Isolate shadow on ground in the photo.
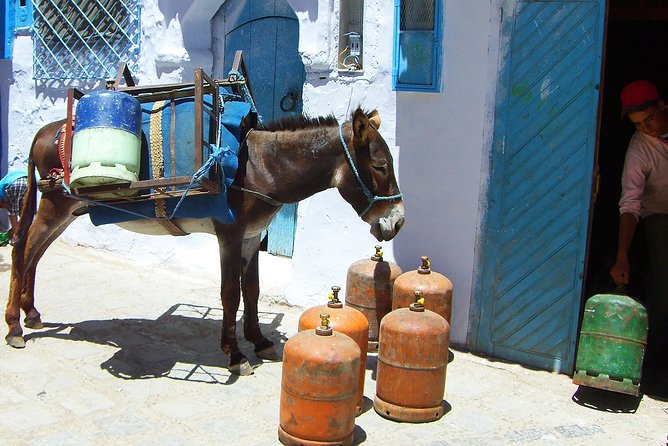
[571,386,642,413]
[25,303,287,384]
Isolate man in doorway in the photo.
[610,80,668,367]
[0,170,28,245]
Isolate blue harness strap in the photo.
[87,101,251,226]
[339,124,403,217]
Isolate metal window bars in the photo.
[32,0,141,80]
[399,0,436,31]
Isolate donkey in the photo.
[5,108,404,375]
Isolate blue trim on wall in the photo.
[14,0,34,31]
[0,0,16,59]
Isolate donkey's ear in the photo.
[369,110,380,130]
[353,108,369,144]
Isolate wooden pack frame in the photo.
[38,50,253,203]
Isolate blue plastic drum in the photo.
[70,90,141,198]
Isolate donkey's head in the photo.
[336,108,404,241]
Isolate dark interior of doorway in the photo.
[583,6,668,390]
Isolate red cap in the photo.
[620,80,659,116]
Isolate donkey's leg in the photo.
[5,194,77,348]
[5,254,26,348]
[241,236,278,361]
[21,266,44,330]
[216,229,253,376]
[21,205,79,329]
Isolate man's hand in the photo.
[610,257,631,286]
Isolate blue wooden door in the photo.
[213,0,305,257]
[472,0,605,373]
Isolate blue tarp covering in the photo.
[90,97,251,226]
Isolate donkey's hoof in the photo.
[5,335,26,348]
[255,345,280,361]
[23,316,44,330]
[229,359,253,376]
[253,338,279,361]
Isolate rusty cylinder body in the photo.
[278,320,360,446]
[374,304,450,423]
[392,257,452,324]
[299,292,369,415]
[345,246,402,352]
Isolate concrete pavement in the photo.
[0,242,668,446]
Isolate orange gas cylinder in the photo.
[299,286,369,415]
[346,246,402,352]
[373,291,450,423]
[392,256,452,324]
[278,314,360,446]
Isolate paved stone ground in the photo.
[0,242,668,446]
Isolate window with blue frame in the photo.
[392,0,443,92]
[31,0,141,80]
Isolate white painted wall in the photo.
[2,0,498,344]
[395,0,498,345]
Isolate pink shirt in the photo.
[619,131,668,218]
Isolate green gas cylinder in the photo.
[573,294,647,396]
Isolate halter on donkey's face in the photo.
[339,123,402,218]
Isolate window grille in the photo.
[338,0,364,71]
[392,0,443,92]
[32,0,141,80]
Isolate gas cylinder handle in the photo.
[327,285,343,308]
[371,245,383,262]
[315,313,332,336]
[418,256,431,274]
[408,290,424,311]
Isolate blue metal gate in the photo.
[472,0,605,373]
[213,0,305,257]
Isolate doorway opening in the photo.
[583,5,668,390]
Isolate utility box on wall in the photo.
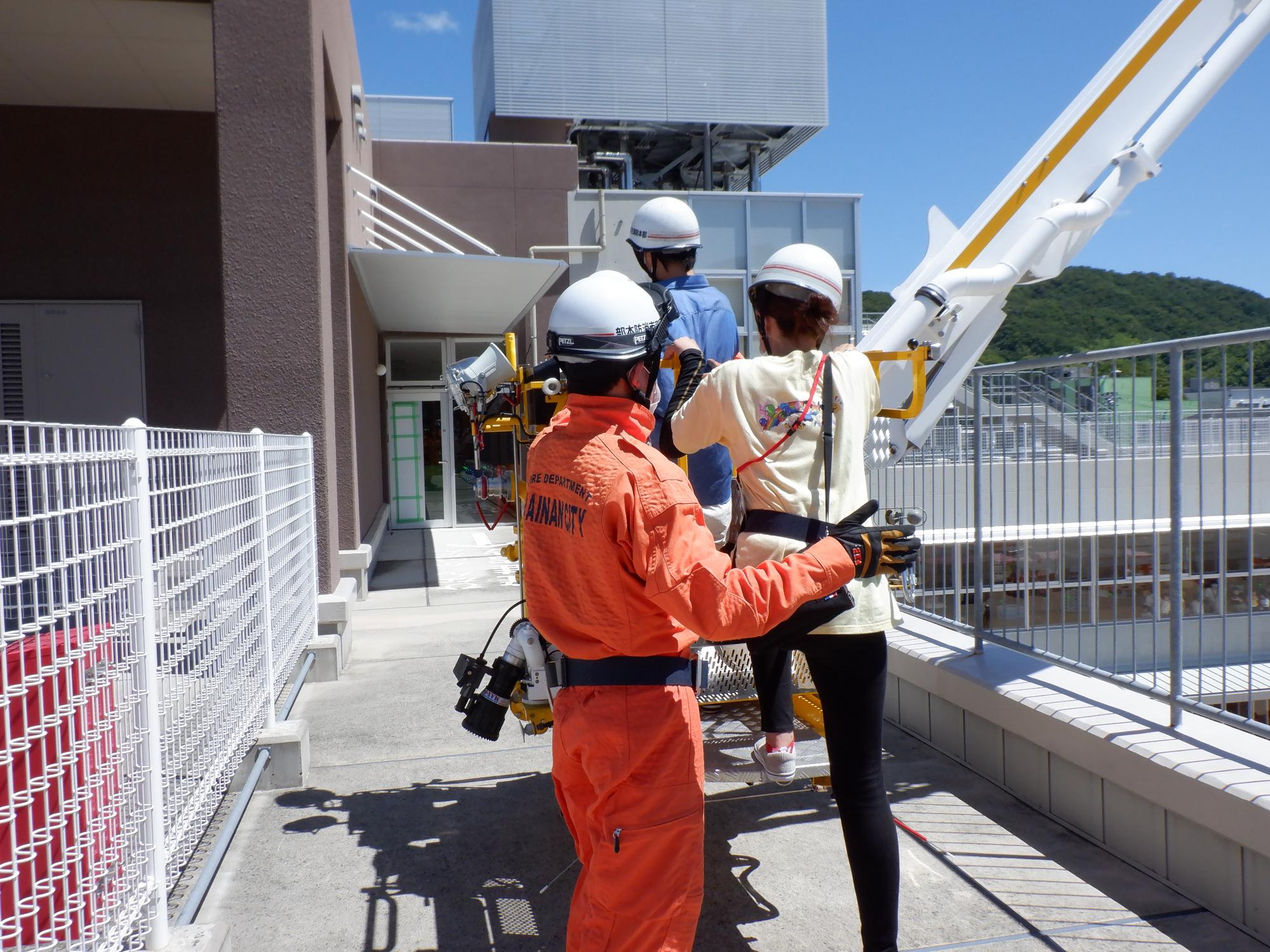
[0,301,146,426]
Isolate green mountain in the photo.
[864,267,1270,386]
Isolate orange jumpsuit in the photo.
[521,396,855,952]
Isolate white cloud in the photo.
[389,10,458,33]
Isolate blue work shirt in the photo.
[650,274,740,505]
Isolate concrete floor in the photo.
[199,529,1266,952]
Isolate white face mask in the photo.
[626,366,662,407]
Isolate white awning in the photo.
[348,248,566,334]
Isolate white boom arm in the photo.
[860,0,1270,467]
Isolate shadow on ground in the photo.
[276,773,834,952]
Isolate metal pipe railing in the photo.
[353,188,462,255]
[344,164,498,255]
[871,327,1270,734]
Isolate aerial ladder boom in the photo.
[860,0,1270,467]
[447,0,1270,779]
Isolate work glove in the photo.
[829,499,922,579]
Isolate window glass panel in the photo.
[691,195,745,272]
[389,340,444,383]
[803,198,856,272]
[749,199,803,272]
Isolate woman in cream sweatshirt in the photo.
[663,245,899,952]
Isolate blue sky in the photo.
[352,0,1270,294]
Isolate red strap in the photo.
[737,354,829,476]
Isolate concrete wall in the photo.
[375,142,578,355]
[885,619,1270,939]
[212,0,371,589]
[0,105,225,429]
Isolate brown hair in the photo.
[749,284,838,340]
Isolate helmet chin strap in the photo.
[635,248,657,281]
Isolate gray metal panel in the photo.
[493,0,667,119]
[366,95,455,142]
[474,0,828,129]
[665,0,829,126]
[472,0,494,142]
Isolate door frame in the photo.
[386,387,455,529]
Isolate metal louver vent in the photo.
[0,324,27,420]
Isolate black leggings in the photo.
[749,632,899,952]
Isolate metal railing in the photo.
[871,329,1270,732]
[0,421,318,951]
[344,165,498,255]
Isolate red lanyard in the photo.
[737,353,833,476]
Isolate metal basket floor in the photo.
[701,701,829,783]
[697,642,815,704]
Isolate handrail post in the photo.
[251,426,278,729]
[973,371,983,655]
[1168,348,1184,727]
[301,430,321,627]
[123,418,168,949]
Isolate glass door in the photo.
[387,390,452,529]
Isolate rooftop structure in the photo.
[472,0,829,189]
[366,95,455,142]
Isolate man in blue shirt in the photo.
[626,195,740,546]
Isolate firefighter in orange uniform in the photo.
[522,272,919,952]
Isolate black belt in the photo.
[740,509,829,546]
[547,655,709,691]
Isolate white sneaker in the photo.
[749,737,798,786]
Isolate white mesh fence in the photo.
[0,423,316,951]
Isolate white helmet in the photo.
[749,245,842,311]
[547,270,667,363]
[626,195,701,251]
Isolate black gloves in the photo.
[829,499,922,579]
[657,350,710,459]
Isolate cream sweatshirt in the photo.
[672,350,899,635]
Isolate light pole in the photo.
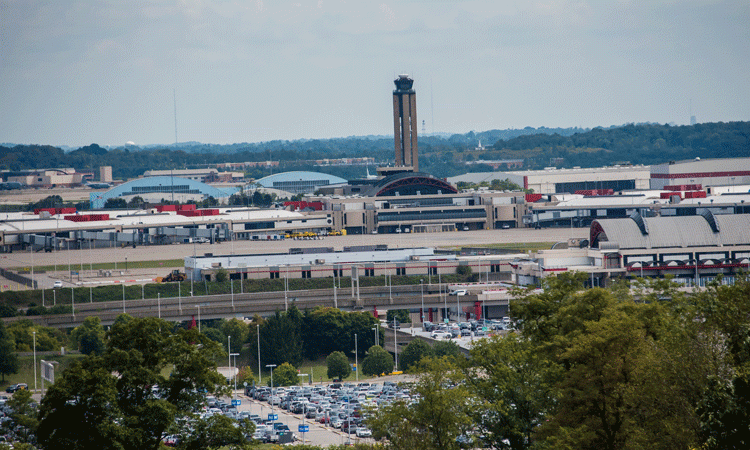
[255,323,263,384]
[419,278,424,323]
[297,373,307,445]
[31,331,36,392]
[229,353,239,399]
[333,266,339,309]
[266,364,276,414]
[284,265,289,311]
[227,334,234,398]
[393,315,398,370]
[354,333,359,381]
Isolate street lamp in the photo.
[255,323,263,384]
[266,364,276,414]
[227,334,234,398]
[393,315,398,370]
[229,353,239,398]
[354,333,359,381]
[31,331,36,392]
[419,278,424,323]
[297,373,307,445]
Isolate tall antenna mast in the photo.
[172,88,179,144]
[430,78,435,135]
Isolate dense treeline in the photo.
[0,122,750,179]
[371,274,750,450]
[492,122,750,167]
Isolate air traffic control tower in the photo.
[393,75,419,172]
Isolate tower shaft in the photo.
[393,75,419,172]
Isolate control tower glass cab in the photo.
[393,75,419,172]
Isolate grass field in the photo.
[14,259,185,273]
[232,347,371,388]
[11,242,555,273]
[472,242,555,252]
[0,354,83,391]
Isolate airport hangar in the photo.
[513,210,750,286]
[89,176,239,209]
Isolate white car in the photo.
[430,331,450,339]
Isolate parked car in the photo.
[357,427,372,437]
[5,383,29,394]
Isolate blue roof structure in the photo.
[89,176,239,209]
[255,171,346,194]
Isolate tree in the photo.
[463,333,557,450]
[0,320,18,382]
[0,303,18,317]
[179,414,255,450]
[268,363,299,386]
[7,389,39,442]
[302,308,353,360]
[260,305,302,366]
[357,345,393,375]
[37,317,227,450]
[367,358,470,450]
[70,316,104,355]
[386,309,411,323]
[398,339,434,371]
[432,341,463,362]
[221,318,250,353]
[695,275,750,450]
[326,352,352,380]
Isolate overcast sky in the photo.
[0,0,750,146]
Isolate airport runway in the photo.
[0,228,589,289]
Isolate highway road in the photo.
[3,283,507,328]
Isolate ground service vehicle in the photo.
[156,269,187,283]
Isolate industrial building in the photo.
[2,168,94,188]
[143,168,245,183]
[90,176,239,209]
[253,171,346,194]
[651,158,750,192]
[513,210,750,286]
[185,246,521,284]
[448,165,651,194]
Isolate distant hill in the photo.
[0,122,750,179]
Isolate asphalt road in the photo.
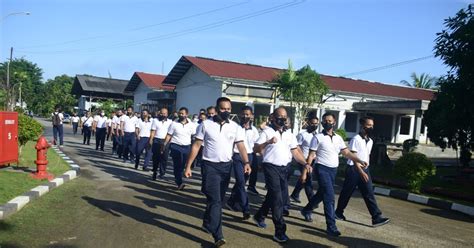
[20,119,474,248]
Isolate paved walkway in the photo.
[28,119,474,248]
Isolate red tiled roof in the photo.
[184,56,435,100]
[135,72,175,90]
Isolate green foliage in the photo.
[271,61,329,131]
[424,4,474,166]
[18,113,43,149]
[395,152,436,193]
[334,128,347,140]
[400,72,437,89]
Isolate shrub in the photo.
[395,152,436,193]
[18,113,43,153]
[334,128,347,140]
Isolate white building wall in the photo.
[176,66,223,114]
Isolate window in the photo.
[400,116,411,135]
[344,113,358,133]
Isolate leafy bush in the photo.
[395,152,436,193]
[18,113,43,153]
[334,128,347,140]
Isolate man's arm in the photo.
[184,139,202,178]
[235,141,252,175]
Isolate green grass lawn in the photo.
[0,141,70,205]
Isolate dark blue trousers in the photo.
[255,163,289,235]
[336,166,382,219]
[135,137,152,169]
[95,127,107,150]
[291,163,314,201]
[53,124,64,146]
[227,153,252,213]
[122,132,137,160]
[303,164,337,229]
[170,143,191,186]
[202,160,232,241]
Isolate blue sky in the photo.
[0,0,469,84]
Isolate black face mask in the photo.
[322,122,334,131]
[275,118,286,127]
[306,125,318,133]
[219,111,230,121]
[240,116,250,125]
[364,127,374,136]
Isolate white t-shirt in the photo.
[309,131,347,168]
[82,116,94,127]
[51,112,64,125]
[234,126,258,153]
[168,119,196,146]
[195,120,245,163]
[136,119,153,138]
[256,127,298,166]
[94,115,108,128]
[120,115,138,133]
[347,135,374,166]
[296,130,317,158]
[151,118,173,139]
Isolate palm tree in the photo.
[400,72,437,89]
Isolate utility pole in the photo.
[7,47,13,111]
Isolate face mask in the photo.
[322,122,334,131]
[240,116,250,125]
[219,111,230,121]
[275,118,286,127]
[364,127,374,136]
[306,125,318,133]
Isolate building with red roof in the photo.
[163,56,435,142]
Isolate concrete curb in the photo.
[374,186,474,217]
[0,147,81,220]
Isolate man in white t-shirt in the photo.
[120,107,138,164]
[71,113,80,135]
[301,112,367,237]
[290,112,319,203]
[335,116,390,227]
[135,109,153,171]
[164,107,196,190]
[184,97,251,247]
[226,106,258,220]
[149,108,173,180]
[92,110,108,151]
[253,107,311,243]
[51,106,64,147]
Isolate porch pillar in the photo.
[413,109,423,140]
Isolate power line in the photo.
[19,0,306,54]
[16,1,250,49]
[341,55,434,77]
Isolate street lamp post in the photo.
[0,11,31,111]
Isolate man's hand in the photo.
[359,169,369,183]
[184,168,193,178]
[244,164,252,175]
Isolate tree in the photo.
[271,61,329,131]
[400,72,437,89]
[424,4,474,166]
[0,58,43,111]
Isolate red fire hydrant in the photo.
[32,136,54,180]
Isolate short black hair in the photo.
[206,106,216,112]
[216,96,232,108]
[178,107,189,114]
[359,116,374,126]
[323,112,336,120]
[240,105,253,114]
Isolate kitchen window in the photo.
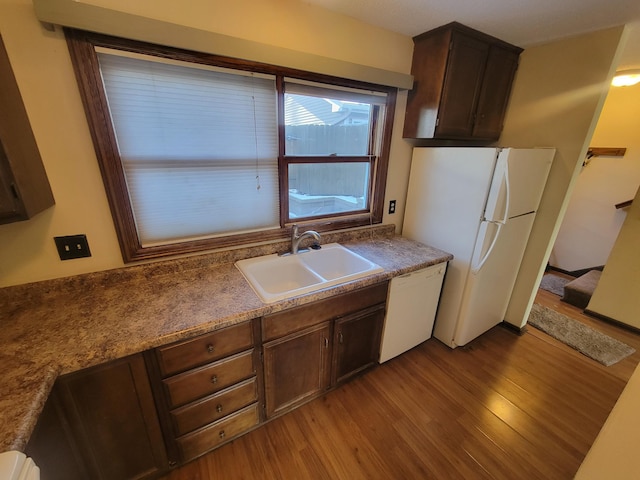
[66,30,395,261]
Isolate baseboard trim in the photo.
[583,308,640,333]
[500,320,527,335]
[547,264,604,278]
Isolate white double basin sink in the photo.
[236,243,384,303]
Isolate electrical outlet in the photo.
[53,235,91,260]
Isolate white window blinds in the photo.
[98,49,279,246]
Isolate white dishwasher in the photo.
[380,262,447,363]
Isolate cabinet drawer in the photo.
[156,322,253,376]
[163,349,255,408]
[171,377,258,436]
[262,282,388,341]
[177,403,258,461]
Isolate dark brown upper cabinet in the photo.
[403,22,522,141]
[0,37,55,224]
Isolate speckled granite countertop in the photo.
[0,228,451,452]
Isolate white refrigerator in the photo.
[402,147,555,348]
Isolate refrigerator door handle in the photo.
[496,158,511,224]
[471,222,505,275]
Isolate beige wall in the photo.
[0,0,413,287]
[500,27,624,327]
[549,85,640,271]
[587,183,640,328]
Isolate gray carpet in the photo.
[528,303,635,367]
[540,273,570,297]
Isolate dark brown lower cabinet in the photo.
[262,282,388,418]
[263,322,331,417]
[27,354,168,480]
[26,282,388,480]
[332,305,385,384]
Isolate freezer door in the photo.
[498,148,556,218]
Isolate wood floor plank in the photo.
[164,290,640,480]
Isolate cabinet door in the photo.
[263,322,331,417]
[0,142,26,223]
[332,305,384,384]
[59,354,168,480]
[473,46,520,140]
[435,32,489,138]
[0,37,55,224]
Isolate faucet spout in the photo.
[291,225,321,255]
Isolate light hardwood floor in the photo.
[159,284,640,480]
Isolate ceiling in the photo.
[301,0,640,68]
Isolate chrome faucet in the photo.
[291,224,320,255]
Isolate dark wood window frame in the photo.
[65,29,397,262]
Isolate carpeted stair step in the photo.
[562,270,602,309]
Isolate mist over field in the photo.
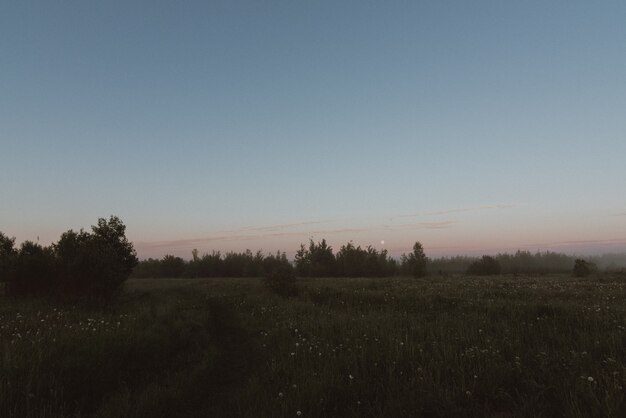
[0,0,626,418]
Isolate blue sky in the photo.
[0,1,626,257]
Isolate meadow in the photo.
[0,275,626,417]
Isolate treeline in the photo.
[132,250,291,279]
[132,240,427,278]
[0,216,137,301]
[132,243,626,278]
[428,250,576,275]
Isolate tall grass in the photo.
[0,277,626,417]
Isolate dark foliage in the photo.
[401,242,428,278]
[467,255,502,276]
[6,241,59,296]
[2,216,137,300]
[573,258,598,277]
[263,263,298,296]
[132,250,291,278]
[0,232,17,282]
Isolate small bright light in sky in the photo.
[0,0,626,258]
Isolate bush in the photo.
[0,216,137,300]
[6,241,58,296]
[400,241,428,278]
[264,264,298,296]
[573,258,598,277]
[0,232,17,283]
[467,255,502,276]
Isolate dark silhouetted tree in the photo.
[0,232,17,283]
[400,241,428,278]
[573,258,598,277]
[6,241,58,296]
[467,255,502,276]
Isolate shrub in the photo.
[401,241,428,278]
[467,255,502,276]
[0,232,17,283]
[573,258,598,277]
[6,241,58,296]
[1,216,137,300]
[264,264,298,296]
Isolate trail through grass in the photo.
[0,277,626,417]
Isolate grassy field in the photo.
[0,276,626,417]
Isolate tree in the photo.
[6,241,58,296]
[467,255,502,276]
[573,258,598,277]
[401,241,428,278]
[88,216,137,297]
[0,232,17,282]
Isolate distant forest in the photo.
[131,240,626,278]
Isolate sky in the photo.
[0,0,626,258]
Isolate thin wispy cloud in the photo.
[385,221,456,230]
[391,203,517,220]
[239,220,333,231]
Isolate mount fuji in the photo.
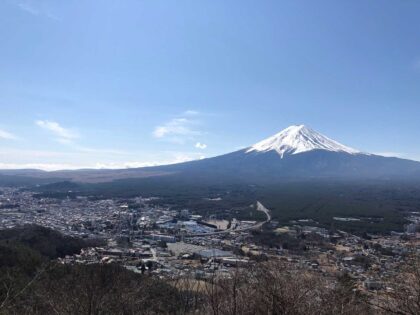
[0,125,420,183]
[139,125,420,182]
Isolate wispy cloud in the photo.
[15,0,60,21]
[0,129,18,140]
[195,142,207,150]
[35,120,80,144]
[153,117,202,144]
[184,109,200,116]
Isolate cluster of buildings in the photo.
[0,188,420,290]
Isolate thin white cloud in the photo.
[195,142,207,150]
[153,117,202,144]
[0,130,18,140]
[15,0,60,21]
[35,120,80,144]
[184,109,200,116]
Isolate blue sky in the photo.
[0,0,420,170]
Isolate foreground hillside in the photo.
[0,227,420,315]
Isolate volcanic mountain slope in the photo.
[3,125,420,183]
[148,125,420,182]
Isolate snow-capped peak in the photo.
[246,125,361,158]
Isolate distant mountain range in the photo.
[0,125,420,183]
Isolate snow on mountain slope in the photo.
[246,125,362,158]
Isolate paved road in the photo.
[184,201,271,237]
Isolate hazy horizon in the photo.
[0,0,420,170]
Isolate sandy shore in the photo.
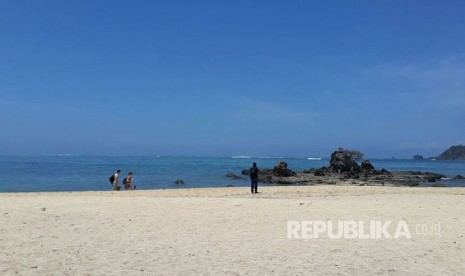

----

### Goal:
Copy the listing word for word, starting at its first line and ending at the line containing "[353,108,369,144]", with both ends included. Leave out the pictures.

### Reply to the task:
Isolate shadow on ground in the photo.
[571,386,642,413]
[25,303,287,384]
Isolate man in doorway in the photo.
[610,80,668,367]
[0,170,28,245]
Isolate blue harness strap in the photo.
[87,101,251,226]
[339,124,403,217]
Isolate metal window bars in the photo.
[32,0,141,80]
[399,0,436,31]
Isolate donkey in the photo.
[5,108,404,375]
Isolate blue trim on wall in the photo.
[14,0,34,31]
[0,0,16,59]
Isolate donkey's ear in the photo.
[369,110,380,130]
[353,108,369,144]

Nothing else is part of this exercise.